[Start RECORDS SUPPLIED]
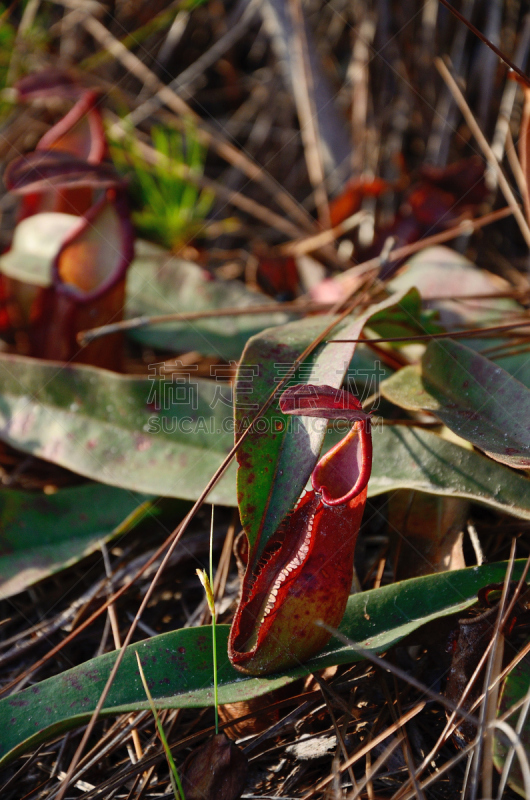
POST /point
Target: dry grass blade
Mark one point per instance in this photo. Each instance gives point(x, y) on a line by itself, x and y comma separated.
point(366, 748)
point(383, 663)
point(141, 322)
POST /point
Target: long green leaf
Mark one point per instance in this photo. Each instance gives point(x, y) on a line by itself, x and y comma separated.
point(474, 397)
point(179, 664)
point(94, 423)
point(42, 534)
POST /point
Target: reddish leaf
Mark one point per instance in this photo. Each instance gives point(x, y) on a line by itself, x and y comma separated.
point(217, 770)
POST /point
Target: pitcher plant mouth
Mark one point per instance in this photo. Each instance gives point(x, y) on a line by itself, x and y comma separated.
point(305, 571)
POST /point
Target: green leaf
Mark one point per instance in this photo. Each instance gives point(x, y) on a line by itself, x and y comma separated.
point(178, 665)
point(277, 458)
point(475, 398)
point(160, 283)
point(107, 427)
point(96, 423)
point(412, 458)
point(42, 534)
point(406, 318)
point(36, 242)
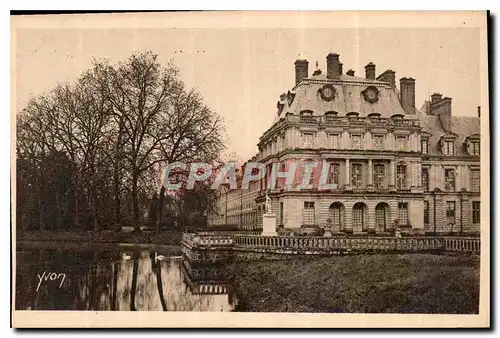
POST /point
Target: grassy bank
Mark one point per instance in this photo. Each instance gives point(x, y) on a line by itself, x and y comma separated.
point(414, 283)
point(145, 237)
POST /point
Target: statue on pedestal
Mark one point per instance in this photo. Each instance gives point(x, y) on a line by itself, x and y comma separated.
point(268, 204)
[End RECORDS SUPPLIED]
[Start RECORDS SUPPLIED]
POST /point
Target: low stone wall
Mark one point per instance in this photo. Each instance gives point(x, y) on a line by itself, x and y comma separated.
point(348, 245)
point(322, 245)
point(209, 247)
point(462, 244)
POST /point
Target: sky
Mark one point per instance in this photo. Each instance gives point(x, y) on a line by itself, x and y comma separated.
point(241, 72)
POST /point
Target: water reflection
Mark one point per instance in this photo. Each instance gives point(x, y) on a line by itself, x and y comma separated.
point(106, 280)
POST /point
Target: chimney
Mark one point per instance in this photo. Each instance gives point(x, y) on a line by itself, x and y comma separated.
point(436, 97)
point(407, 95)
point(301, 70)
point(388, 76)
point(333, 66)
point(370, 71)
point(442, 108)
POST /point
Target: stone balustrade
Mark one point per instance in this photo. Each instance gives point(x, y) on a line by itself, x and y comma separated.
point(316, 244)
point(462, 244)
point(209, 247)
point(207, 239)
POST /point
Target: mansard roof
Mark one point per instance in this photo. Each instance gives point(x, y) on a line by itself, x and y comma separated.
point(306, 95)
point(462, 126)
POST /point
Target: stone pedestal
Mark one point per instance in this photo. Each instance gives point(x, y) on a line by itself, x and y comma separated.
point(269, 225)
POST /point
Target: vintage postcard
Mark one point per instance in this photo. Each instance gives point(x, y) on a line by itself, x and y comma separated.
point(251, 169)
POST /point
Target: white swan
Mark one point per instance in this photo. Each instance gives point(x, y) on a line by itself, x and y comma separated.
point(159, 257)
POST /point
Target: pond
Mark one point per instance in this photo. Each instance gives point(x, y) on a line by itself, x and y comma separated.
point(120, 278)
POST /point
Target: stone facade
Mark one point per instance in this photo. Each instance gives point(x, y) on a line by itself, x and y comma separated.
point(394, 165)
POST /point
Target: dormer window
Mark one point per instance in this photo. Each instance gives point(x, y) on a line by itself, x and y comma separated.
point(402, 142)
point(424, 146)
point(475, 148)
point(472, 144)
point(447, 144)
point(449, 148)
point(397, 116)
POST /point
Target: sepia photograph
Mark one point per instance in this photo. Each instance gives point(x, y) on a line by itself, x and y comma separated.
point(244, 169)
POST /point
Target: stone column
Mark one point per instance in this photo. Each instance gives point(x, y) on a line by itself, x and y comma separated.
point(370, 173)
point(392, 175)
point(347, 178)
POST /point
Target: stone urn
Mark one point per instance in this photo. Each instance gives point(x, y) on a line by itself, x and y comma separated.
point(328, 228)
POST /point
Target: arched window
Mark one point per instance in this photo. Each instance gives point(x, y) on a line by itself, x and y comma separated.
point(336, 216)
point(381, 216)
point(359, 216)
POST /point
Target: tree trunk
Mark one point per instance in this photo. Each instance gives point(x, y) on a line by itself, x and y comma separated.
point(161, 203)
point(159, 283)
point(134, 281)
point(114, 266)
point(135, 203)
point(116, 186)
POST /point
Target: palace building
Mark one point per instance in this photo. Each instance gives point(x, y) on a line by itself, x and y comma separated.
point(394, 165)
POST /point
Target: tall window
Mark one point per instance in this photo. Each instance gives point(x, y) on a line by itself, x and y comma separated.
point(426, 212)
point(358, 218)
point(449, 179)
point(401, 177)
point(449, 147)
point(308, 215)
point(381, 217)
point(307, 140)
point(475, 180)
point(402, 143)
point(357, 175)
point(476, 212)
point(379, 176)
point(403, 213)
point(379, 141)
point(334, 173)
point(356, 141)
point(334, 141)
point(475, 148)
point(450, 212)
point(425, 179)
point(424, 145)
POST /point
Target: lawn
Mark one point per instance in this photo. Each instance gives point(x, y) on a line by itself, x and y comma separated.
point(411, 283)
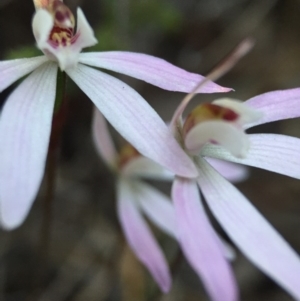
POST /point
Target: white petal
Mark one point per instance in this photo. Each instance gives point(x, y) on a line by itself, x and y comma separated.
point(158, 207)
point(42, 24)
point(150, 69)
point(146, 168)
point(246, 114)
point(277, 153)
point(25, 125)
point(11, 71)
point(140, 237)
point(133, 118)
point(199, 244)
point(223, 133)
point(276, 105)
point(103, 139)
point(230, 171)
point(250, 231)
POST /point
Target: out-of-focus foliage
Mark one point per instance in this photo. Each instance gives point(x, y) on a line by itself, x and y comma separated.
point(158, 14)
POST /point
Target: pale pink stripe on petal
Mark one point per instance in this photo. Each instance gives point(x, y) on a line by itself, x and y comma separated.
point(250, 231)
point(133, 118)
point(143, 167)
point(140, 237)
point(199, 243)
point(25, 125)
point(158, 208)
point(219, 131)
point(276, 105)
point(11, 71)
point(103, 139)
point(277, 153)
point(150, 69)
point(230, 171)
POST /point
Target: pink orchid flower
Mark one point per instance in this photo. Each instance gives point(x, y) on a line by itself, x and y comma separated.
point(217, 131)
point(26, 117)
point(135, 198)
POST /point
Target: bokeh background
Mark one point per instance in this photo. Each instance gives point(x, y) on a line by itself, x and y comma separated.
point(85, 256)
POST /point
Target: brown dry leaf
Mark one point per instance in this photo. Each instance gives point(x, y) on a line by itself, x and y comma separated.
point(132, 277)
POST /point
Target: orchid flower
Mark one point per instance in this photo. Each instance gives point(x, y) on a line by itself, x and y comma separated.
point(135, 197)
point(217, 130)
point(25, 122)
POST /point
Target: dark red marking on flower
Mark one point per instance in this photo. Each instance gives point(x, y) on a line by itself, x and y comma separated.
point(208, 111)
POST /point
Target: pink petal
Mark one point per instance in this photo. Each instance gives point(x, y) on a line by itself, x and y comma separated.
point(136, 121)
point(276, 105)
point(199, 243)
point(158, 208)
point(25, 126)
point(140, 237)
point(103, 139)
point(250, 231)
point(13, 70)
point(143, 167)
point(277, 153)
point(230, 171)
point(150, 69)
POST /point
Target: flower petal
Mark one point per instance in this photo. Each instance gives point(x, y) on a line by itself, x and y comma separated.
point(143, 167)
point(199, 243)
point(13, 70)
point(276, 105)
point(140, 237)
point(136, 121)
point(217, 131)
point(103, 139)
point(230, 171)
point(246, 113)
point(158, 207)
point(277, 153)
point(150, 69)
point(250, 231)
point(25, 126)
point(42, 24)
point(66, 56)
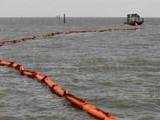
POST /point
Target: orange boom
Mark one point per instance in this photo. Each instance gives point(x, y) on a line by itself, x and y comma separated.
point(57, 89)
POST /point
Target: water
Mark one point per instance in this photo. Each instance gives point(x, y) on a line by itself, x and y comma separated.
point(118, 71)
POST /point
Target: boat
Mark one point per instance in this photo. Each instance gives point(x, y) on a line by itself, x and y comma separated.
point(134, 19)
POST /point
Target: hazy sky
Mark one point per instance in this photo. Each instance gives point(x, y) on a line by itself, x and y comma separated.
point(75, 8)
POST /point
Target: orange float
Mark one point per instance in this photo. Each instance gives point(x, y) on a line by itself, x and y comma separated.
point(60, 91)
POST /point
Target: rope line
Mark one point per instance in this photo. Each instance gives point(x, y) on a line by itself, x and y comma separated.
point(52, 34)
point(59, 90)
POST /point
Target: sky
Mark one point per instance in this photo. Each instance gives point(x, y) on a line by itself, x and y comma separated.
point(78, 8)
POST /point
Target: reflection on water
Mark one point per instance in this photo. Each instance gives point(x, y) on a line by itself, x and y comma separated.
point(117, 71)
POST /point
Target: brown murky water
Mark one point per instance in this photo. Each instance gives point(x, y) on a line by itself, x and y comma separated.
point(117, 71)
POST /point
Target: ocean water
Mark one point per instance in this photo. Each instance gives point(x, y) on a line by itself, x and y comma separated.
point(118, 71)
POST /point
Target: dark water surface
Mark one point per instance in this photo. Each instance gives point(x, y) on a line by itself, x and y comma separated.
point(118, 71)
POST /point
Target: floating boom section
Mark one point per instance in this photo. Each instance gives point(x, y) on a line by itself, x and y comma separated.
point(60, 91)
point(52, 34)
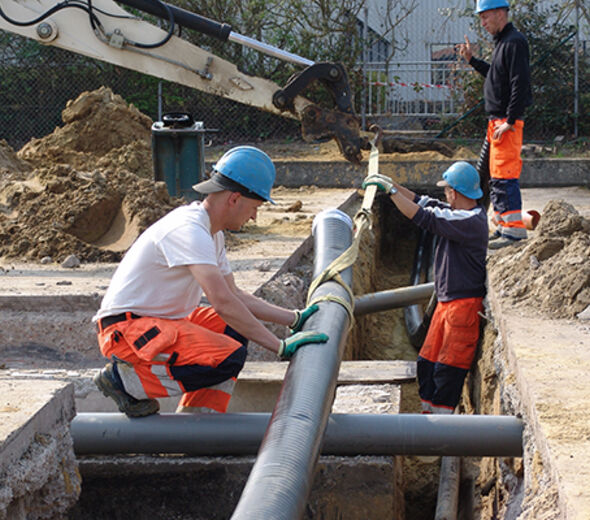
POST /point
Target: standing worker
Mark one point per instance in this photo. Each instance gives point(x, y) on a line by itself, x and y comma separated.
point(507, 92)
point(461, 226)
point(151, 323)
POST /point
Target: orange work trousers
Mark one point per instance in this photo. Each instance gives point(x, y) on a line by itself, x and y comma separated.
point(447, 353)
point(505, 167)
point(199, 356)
[End RECORDS SUPPLIED]
[Start RECORDS SUPPLIED]
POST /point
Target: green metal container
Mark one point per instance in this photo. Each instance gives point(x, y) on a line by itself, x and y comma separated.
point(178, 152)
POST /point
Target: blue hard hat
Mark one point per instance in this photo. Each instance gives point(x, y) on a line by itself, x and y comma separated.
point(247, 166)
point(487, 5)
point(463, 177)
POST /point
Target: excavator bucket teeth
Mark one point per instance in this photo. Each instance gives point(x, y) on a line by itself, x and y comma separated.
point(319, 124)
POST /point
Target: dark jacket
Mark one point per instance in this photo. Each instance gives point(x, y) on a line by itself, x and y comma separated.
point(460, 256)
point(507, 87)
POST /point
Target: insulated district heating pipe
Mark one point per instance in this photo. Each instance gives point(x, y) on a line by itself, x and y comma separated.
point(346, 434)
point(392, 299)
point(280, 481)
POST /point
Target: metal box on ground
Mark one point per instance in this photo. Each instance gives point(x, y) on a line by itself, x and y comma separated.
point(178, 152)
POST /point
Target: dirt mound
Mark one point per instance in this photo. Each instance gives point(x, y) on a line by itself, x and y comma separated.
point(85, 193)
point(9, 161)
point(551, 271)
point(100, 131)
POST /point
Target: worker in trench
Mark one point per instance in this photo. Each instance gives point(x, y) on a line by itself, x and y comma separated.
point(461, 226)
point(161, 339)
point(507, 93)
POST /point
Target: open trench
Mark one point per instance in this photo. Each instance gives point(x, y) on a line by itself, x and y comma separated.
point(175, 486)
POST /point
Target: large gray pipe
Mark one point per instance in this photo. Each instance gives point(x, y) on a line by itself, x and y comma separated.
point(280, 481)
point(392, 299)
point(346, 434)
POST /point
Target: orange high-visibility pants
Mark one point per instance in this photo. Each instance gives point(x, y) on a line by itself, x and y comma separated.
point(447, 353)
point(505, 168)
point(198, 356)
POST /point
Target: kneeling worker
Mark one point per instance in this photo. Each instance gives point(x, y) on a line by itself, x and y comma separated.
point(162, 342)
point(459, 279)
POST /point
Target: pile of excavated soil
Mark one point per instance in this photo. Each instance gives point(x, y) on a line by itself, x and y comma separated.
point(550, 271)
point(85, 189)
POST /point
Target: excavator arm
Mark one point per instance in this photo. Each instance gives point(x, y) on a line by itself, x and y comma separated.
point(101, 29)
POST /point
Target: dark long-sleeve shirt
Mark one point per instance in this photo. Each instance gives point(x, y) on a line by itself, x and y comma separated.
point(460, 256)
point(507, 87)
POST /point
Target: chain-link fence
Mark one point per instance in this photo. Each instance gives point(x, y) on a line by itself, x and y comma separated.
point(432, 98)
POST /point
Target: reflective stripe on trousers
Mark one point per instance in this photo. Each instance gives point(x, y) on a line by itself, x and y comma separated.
[End RECORDS SUPPLIED]
Pull out every line of the data above that contains the string "trousers", and treat uppercase and lowercase letters as different.

Target: orange work trousers
Target: reflective stripe on trousers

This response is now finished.